== Task description ==
Write all of the entries out again exactly.

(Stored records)
============================================================
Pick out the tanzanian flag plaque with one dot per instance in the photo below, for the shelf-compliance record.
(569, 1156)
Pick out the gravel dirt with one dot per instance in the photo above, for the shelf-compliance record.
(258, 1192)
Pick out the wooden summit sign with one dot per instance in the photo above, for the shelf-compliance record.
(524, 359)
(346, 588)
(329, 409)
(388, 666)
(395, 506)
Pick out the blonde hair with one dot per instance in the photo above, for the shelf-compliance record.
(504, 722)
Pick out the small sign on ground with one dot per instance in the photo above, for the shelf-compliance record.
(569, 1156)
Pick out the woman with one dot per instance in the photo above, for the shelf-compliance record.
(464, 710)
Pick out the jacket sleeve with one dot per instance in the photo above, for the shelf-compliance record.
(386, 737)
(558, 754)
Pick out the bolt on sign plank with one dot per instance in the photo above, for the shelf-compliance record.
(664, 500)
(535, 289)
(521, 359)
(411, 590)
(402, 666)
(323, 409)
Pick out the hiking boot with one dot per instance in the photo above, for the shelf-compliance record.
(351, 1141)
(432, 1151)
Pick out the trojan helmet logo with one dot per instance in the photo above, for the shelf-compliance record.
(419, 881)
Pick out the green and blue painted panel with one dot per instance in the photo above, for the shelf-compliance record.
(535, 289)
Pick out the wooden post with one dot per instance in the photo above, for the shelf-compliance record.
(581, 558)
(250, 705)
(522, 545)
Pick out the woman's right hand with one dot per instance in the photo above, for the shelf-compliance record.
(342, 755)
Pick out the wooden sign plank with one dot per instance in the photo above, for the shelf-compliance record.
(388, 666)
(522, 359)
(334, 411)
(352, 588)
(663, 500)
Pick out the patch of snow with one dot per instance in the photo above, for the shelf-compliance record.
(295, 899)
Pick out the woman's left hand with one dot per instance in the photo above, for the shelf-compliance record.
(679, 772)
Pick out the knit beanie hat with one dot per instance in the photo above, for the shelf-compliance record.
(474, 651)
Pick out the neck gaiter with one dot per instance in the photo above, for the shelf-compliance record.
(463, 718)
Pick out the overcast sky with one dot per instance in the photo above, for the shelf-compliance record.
============================================================
== Answer area ==
Pick out the tanzanian flag plaque with one dot per instance in the photo below, for the shelf-compliance record.
(569, 1156)
Pick out the gravel dirt with one dot per instance in the photo above, for the shelf-compliance record.
(258, 1192)
Pick out the wooden summit sign with one dot per instance in the photo above, for the shelf-compliance record.
(524, 359)
(346, 588)
(329, 409)
(388, 666)
(395, 506)
Pick out the blonde hair with one dot per instance in the photo above, for the shelf-compliance record.
(504, 722)
Pick out the small sign on ground with one dot per instance in the photo above, for the shelf-compliance record.
(569, 1156)
Pick out the woman with one dot per instance in the photo above, for the shelf-compliance record.
(464, 710)
Pick out the jacket sleeve with one dot per instance in the photo above, for the shelf-compliance record.
(386, 737)
(558, 754)
Pick out the bolt on sign plank with one dot per instance in the photo above, for the shelf-compliance record.
(664, 500)
(535, 289)
(521, 359)
(411, 590)
(402, 666)
(323, 409)
Pick out the hiking boot with one dot per instance in the photo above, for the shelf-compliance record.
(351, 1141)
(432, 1151)
Pick out the trojan helmet logo with one dot per instance in the photo above, for the shelf-compliance record.
(419, 881)
Pick out the green and blue painted panel with one dot per instance in the photo above, for the shelf-compliance record.
(535, 289)
Pick out the wooden post with one dot per instance in the photo above, for the shelf-compliance record.
(581, 558)
(250, 705)
(522, 545)
Pick out the woman's right hand with one dot per instance in the photo above, for the shelf-compliance record.
(342, 755)
Pick out the wooden sign plank with one dot per instance in the photo above, for the shelf-compliance record.
(388, 666)
(522, 359)
(334, 411)
(352, 588)
(663, 500)
Pick out the patch of snow with one dot per instance in the photo above, for the shelf-compliance record.
(295, 899)
Pick out the woman's left hand with one dot per instance in the photo above, for the shelf-compliance record.
(679, 772)
Pick out the knit beanie hat with one dot per instance in the photo above, for the shelf-compliance record.
(474, 651)
Pick out the neck gaiter with one dot per instance in the photo above, for the shelf-compliance record.
(463, 718)
Pick out the overcast sky with one dot per instance in the photo above, for the shelf-compliance record.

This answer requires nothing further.